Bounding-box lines
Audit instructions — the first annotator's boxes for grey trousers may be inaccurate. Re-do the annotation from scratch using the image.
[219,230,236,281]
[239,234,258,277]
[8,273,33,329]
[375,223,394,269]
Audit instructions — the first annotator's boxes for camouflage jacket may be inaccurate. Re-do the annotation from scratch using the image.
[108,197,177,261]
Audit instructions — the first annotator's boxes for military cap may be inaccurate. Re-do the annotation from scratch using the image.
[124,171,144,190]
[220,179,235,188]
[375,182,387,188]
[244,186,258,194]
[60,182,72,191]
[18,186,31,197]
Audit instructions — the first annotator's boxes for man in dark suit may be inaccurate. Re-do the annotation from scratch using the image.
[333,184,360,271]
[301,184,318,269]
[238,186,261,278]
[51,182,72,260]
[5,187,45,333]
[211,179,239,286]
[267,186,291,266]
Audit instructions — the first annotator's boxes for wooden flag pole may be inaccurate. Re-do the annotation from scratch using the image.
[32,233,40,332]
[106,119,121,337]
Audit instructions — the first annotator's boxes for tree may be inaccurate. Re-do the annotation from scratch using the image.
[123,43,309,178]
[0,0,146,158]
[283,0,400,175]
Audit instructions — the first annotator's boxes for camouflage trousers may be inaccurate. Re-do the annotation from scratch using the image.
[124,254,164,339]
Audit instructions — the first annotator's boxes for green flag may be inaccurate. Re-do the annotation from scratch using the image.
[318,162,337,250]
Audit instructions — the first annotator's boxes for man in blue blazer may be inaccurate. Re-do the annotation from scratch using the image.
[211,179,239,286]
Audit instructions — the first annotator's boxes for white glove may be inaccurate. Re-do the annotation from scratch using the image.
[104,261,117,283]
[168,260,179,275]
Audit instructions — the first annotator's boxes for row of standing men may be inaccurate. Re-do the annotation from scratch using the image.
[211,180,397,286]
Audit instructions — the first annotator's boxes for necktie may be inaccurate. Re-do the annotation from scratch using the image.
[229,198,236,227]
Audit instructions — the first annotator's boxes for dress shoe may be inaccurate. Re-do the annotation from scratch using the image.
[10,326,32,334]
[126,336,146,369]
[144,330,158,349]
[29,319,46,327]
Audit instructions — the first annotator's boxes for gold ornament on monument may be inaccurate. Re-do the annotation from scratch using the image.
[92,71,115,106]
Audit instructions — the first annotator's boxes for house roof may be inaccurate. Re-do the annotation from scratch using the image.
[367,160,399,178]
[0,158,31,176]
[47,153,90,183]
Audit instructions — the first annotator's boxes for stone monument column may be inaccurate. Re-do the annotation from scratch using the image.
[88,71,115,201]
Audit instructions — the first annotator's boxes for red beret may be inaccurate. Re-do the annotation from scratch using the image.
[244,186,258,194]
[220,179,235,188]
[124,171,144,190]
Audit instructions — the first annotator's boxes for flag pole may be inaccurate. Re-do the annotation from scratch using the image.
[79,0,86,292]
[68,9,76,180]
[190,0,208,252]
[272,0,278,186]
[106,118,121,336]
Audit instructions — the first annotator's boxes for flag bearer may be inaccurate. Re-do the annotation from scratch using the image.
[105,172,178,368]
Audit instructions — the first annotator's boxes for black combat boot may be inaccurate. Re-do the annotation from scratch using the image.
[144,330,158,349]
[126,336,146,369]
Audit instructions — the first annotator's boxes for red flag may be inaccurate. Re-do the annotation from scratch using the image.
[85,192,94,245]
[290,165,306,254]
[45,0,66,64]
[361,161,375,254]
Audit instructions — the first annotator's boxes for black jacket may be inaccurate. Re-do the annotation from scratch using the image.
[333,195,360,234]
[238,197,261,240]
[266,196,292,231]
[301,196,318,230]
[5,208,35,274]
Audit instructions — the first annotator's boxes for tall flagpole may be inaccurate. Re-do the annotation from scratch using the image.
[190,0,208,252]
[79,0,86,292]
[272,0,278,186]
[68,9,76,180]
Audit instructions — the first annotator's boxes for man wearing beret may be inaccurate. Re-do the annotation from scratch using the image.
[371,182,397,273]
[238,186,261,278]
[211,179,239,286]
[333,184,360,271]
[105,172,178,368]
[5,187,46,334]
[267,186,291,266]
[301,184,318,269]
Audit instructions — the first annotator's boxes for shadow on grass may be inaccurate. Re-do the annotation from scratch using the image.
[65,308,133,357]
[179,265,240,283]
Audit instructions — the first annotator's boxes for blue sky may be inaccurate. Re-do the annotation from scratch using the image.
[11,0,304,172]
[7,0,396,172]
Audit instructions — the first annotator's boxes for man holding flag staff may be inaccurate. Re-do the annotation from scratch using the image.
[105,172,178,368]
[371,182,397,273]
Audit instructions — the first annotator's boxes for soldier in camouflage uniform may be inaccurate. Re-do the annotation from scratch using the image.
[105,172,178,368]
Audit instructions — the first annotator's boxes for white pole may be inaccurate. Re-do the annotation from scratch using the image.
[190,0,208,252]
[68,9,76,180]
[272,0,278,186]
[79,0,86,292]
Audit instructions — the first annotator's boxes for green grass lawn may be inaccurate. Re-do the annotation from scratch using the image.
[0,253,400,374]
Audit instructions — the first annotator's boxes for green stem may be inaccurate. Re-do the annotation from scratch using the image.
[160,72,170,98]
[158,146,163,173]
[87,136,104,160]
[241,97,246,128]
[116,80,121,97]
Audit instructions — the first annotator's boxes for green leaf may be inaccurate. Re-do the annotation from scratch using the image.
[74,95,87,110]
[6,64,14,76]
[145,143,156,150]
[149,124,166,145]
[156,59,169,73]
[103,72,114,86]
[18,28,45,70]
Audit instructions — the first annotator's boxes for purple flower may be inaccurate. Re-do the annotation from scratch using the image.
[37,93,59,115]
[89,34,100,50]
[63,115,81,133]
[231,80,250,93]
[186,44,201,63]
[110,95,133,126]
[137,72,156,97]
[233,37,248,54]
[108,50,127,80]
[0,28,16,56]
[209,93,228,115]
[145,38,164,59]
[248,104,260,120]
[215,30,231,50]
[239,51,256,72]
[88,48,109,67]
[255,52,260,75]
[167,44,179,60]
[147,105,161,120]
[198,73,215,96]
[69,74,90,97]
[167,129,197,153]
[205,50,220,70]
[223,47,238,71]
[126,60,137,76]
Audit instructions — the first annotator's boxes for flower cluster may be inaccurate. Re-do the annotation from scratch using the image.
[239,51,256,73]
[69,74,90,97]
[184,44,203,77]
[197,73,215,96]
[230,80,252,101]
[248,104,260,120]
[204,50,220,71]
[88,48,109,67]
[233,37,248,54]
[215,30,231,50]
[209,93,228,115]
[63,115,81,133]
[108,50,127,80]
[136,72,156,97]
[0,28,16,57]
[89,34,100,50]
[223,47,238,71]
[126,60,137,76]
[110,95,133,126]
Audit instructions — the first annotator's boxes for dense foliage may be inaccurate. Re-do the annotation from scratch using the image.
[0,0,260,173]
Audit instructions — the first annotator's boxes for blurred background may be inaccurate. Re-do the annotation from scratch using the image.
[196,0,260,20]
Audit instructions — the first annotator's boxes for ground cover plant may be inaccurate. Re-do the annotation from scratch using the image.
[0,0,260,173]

• [WHAT THIS TASK INVOLVES]: Rewrite every line in the stretch from the line containing "Audit instructions — the first annotator's boxes for shadow" through the line containing "[0,253,400,374]", raising each box coordinate by 145 and keeping the wording of the other lines unchanged.

• [CORRECT RESULT]:
Audit instructions — the first annotator's boxes for shadow on grass may be inaccurate. Re-do the annotation from scratch using the image.
[210,453,278,502]
[324,410,385,428]
Audit instructions — the first annotator's boxes for blue sky may be inaccurate. Re-do the annotation from scratch using the image.
[156,145,449,317]
[152,145,541,317]
Audit instructions — the first annotator's boxes for man holding flag staff may be inaccurate. Re-do the annotation from scratch using the image.
[250,317,323,513]
[516,327,542,418]
Audit instructions — the first annotator's boxes for soldier in camouflage uniform may be inaccurate. Re-do the annotation from scratch using the image.
[250,317,323,513]
Audit instructions — the first annotator's boxes for white pole may be inaccurate. Re-do the annotation from scratch using the image.
[335,145,353,397]
[213,154,221,325]
[417,145,423,331]
[224,145,231,437]
Audit instructions — the first annotator's boxes for green grass lawn may be inaccurate. Re-do the annotation from scratch using the image.
[145,398,545,519]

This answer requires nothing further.